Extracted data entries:
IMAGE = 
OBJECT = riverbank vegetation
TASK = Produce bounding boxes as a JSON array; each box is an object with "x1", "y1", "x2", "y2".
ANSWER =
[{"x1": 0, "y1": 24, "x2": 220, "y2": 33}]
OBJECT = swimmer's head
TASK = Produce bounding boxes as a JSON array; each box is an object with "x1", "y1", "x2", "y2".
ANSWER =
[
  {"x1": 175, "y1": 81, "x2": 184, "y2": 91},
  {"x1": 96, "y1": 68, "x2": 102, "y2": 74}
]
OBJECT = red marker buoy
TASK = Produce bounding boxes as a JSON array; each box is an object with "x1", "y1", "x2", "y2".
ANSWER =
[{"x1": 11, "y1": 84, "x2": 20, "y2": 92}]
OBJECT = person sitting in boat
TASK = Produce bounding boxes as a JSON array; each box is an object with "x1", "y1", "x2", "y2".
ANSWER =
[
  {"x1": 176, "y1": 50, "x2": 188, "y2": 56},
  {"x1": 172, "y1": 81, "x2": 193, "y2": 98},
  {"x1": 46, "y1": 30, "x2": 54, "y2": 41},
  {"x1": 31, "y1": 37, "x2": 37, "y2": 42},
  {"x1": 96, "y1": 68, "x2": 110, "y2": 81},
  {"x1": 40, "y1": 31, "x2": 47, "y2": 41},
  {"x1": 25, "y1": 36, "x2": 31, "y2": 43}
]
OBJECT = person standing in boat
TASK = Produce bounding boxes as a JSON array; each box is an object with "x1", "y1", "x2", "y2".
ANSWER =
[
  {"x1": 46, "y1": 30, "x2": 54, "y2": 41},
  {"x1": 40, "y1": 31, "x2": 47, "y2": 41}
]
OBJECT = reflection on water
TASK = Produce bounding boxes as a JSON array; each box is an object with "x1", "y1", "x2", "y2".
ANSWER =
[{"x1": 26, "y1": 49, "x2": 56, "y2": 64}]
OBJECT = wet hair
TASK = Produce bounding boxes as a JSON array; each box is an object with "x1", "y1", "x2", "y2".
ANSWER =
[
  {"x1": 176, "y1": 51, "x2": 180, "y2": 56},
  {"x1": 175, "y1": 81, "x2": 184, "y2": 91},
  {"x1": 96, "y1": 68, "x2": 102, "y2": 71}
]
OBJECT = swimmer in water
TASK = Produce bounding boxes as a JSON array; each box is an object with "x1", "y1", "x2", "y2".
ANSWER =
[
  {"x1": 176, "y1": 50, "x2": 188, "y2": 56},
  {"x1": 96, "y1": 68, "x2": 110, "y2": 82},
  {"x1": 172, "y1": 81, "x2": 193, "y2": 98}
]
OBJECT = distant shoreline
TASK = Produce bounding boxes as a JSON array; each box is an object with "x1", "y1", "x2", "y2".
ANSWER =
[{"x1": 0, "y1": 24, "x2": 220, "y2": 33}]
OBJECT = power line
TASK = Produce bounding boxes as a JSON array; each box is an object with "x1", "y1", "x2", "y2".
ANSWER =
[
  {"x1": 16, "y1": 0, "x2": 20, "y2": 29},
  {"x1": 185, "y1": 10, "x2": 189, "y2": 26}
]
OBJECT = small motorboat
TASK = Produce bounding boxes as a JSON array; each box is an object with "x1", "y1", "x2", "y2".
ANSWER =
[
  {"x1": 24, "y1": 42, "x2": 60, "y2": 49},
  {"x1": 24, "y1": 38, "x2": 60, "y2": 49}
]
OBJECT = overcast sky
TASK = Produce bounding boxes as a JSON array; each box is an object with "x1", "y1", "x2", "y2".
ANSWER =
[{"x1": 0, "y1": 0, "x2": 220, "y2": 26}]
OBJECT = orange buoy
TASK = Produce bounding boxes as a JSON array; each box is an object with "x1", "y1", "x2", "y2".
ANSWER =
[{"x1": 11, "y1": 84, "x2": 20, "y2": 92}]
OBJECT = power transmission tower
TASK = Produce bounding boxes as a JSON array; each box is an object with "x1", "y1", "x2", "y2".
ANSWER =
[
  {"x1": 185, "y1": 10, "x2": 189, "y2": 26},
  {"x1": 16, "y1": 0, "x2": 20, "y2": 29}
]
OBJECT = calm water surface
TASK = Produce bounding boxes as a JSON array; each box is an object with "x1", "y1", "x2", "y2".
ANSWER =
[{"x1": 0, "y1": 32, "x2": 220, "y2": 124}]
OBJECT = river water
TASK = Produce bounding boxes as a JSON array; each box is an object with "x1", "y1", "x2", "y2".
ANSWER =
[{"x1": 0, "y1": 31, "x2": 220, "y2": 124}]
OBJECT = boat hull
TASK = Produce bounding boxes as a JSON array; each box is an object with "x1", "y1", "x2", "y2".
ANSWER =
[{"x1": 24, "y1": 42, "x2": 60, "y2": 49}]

Your instructions:
Without omitting anything, output the entries exactly.

Completed task:
IMAGE = 
OBJECT = riverbank vegetation
TASK = Produce bounding boxes as a JSON array; each box is an object with "x1", "y1", "x2", "y2".
ANSWER =
[{"x1": 0, "y1": 24, "x2": 220, "y2": 33}]
OBJECT = swimmer's head
TASK = Produce bounding boxes as a JSON array; each box is an object with "x1", "y1", "x2", "y2".
ANSWER =
[
  {"x1": 175, "y1": 81, "x2": 184, "y2": 91},
  {"x1": 96, "y1": 68, "x2": 102, "y2": 74}
]
OBJECT = red marker buoy
TASK = Produce bounding boxes as a JSON array; each box is an object with "x1", "y1", "x2", "y2".
ANSWER =
[{"x1": 11, "y1": 84, "x2": 20, "y2": 92}]
OBJECT = person sitting in boat
TASK = Produce bounding boxes as a JSON array; each box is an object with "x1", "y1", "x2", "y2".
ANSWER =
[
  {"x1": 176, "y1": 50, "x2": 188, "y2": 56},
  {"x1": 172, "y1": 81, "x2": 193, "y2": 98},
  {"x1": 46, "y1": 30, "x2": 54, "y2": 41},
  {"x1": 31, "y1": 37, "x2": 37, "y2": 42},
  {"x1": 96, "y1": 68, "x2": 110, "y2": 81},
  {"x1": 40, "y1": 31, "x2": 47, "y2": 41},
  {"x1": 25, "y1": 36, "x2": 31, "y2": 43}
]
OBJECT = person standing in boat
TASK = Produce bounding boxes as a JSON array; each box is an object with "x1", "y1", "x2", "y2".
ANSWER =
[
  {"x1": 46, "y1": 30, "x2": 54, "y2": 41},
  {"x1": 40, "y1": 31, "x2": 47, "y2": 41}
]
OBJECT = reflection on water
TASK = Produce bounding boxes as a JSON array; each box is an object with "x1", "y1", "x2", "y2".
ANSWER =
[{"x1": 26, "y1": 49, "x2": 56, "y2": 64}]
OBJECT = wet hair
TASK = Produce bounding boxes as a JSON array; each box is an object with "x1", "y1", "x2", "y2".
ANSWER =
[
  {"x1": 176, "y1": 51, "x2": 180, "y2": 56},
  {"x1": 175, "y1": 81, "x2": 184, "y2": 91},
  {"x1": 96, "y1": 68, "x2": 102, "y2": 71}
]
OBJECT = swimmer in water
TASK = Produce bounding boxes as a JSON array; each box is an object with "x1", "y1", "x2", "y2".
ANSWER =
[
  {"x1": 176, "y1": 50, "x2": 188, "y2": 56},
  {"x1": 96, "y1": 68, "x2": 110, "y2": 82},
  {"x1": 172, "y1": 81, "x2": 193, "y2": 98}
]
OBJECT = distant shoreline
TASK = Produce bounding boxes as a JSON array; each box is an object with "x1", "y1", "x2", "y2".
ANSWER =
[{"x1": 0, "y1": 24, "x2": 220, "y2": 33}]
OBJECT = power line
TASK = Produce bounding boxes as a JSON array; each box is an object with "x1", "y1", "x2", "y2".
ANSWER =
[
  {"x1": 16, "y1": 0, "x2": 20, "y2": 29},
  {"x1": 185, "y1": 10, "x2": 189, "y2": 26}
]
OBJECT = small motorboat
TASK = Produce bounding boxes as a JSON array; each box is an object with "x1", "y1", "x2", "y2".
ANSWER =
[
  {"x1": 24, "y1": 42, "x2": 60, "y2": 49},
  {"x1": 24, "y1": 38, "x2": 60, "y2": 49}
]
OBJECT = overcast sky
TASK = Produce bounding boxes as a JSON array; each box is an object with "x1", "y1", "x2", "y2".
ANSWER =
[{"x1": 0, "y1": 0, "x2": 220, "y2": 26}]
OBJECT = orange buoy
TASK = Produce bounding boxes as a JSON array; each box is an object with "x1", "y1", "x2", "y2".
ANSWER =
[{"x1": 11, "y1": 84, "x2": 20, "y2": 92}]
OBJECT = power transmission tower
TASK = Produce bounding boxes as a JSON array; each box is an object with "x1", "y1", "x2", "y2".
ANSWER =
[
  {"x1": 185, "y1": 10, "x2": 189, "y2": 26},
  {"x1": 16, "y1": 0, "x2": 20, "y2": 29}
]
OBJECT = calm water surface
TASK = Produce bounding boxes as a JSON array; each box is an object with "x1", "y1", "x2", "y2".
ANSWER =
[{"x1": 0, "y1": 32, "x2": 220, "y2": 124}]
OBJECT = river water
TASK = Produce bounding boxes as a JSON array; each box is an object with "x1", "y1", "x2", "y2".
ANSWER =
[{"x1": 0, "y1": 31, "x2": 220, "y2": 124}]
OBJECT = boat hull
TASK = Produce bounding boxes as a JSON array; each box is an object with "x1", "y1", "x2", "y2".
ANSWER =
[{"x1": 24, "y1": 42, "x2": 60, "y2": 49}]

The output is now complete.